══ Texte fourni

Un trek parfumé aux épices
Je me sens léger. Depuis que je sais que je vais devenir reporter pour Géo Plein Air, je revis en pensée mes voyages en Inde. Le Maroc sera différent... mais comment? Après sept ans de travail, je viens de compléter un doctorat sur les voyages bouddhiques en Inde. Mon corps a besoin de marcher. Mon esprit recherche d’autres perspectives sur le monde. C’est mon premier voyage avec guides et muletiers. L’imprévu et le déracinement seront-ils au rendez-vous?
Yellah! (Allez!, en berbère). La route est lancée! La pierre ocre et les rayons du soleil couchant se croisent sur la chaîne de djebels Siroua (3304 m), entre Haut-Atlas et Anti-Atlas. Le point de départ de ce trek d’une petite semaine dans le massif du Siroua: Tamllakout, dans l’ombre du djebel Toubkal (4167 m).
À la manière des semi-nomades
Le premier matin, Abdallah, notre cuisinier-muletier, et Abdou, son assistant, ont chargé sur chacune des deux mules plus de 120 kg de matériel. D’un geste sûr, ils tendent et nouent le cordage qui retient les charges. Jusqu’à Aït Tigga, nous évoluons dans un paysage rocailleux coloré par l’ocre et l’hématite. Des buissons d’armoise affrontent les derniers relents de la sécheresse estivale. Le thym embaume sous nos pas.

════

## Liste des tâches
1) Recopiez fidèlement le passage du récit de trek compris entre « Yellah! (Allez!, en » et « sous nos pas. », bornes incluses.
2) D'après le récit de trek, quelle quantité de matériel Abdallah et Abdou ont-ils chargée sur chacune des deux mules ?
3) Résumez sous forme de liste le paragraphe du récit de trek qui commence par « Le premier matin », en conservant ses faits principaux.
La liste qui suit n'a aucun lien avec le récit de trek.

══ Entrées extraites

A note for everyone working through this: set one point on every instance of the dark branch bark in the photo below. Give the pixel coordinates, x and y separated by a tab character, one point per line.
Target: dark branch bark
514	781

════
══ Entrées extraites

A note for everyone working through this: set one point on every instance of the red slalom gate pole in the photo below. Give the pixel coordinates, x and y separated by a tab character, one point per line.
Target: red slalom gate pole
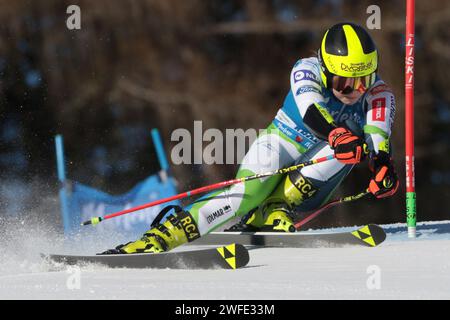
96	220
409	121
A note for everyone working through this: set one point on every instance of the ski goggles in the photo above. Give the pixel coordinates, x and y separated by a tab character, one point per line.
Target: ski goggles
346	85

════

## Solutions par tâche
1)
Yellah! (Allez!, en berbère). La route est lancée! La pierre ocre et les rayons du soleil couchant se croisent sur la chaîne de djebels Siroua (3304 m), entre Haut-Atlas et Anti-Atlas. Le point de départ de ce trek d’une petite semaine dans le massif du Siroua: Tamllakout, dans l’ombre du djebel Toubkal (4167 m).
À la manière des semi-nomades
Le premier matin, Abdallah, notre cuisinier-muletier, et Abdou, son assistant, ont chargé sur chacune des deux mules plus de 120 kg de matériel. D’un geste sûr, ils tendent et nouent le cordage qui retient les charges. Jusqu’à Aït Tigga, nous évoluons dans un paysage rocailleux coloré par l’ocre et l’hématite. Des buissons d’armoise affrontent les derniers relents de la sécheresse estivale. Le thym embaume sous nos pas.

2) Plus de 120 kg de matériel.

3)
- Le premier matin, Abdallah, le cuisinier-muletier, et son assistant Abdou chargent plus de 120 kg de matériel sur chacune des deux mules.
- Ils tendent et nouent le cordage qui retient les charges.
- Jusqu'à Aït Tigga, le paysage est rocailleux et coloré par l'ocre et l'hématite.
- Des buissons d'armoise résistent aux derniers effets de la sécheresse estivale, et le thym embaume sous les pas des marcheurs.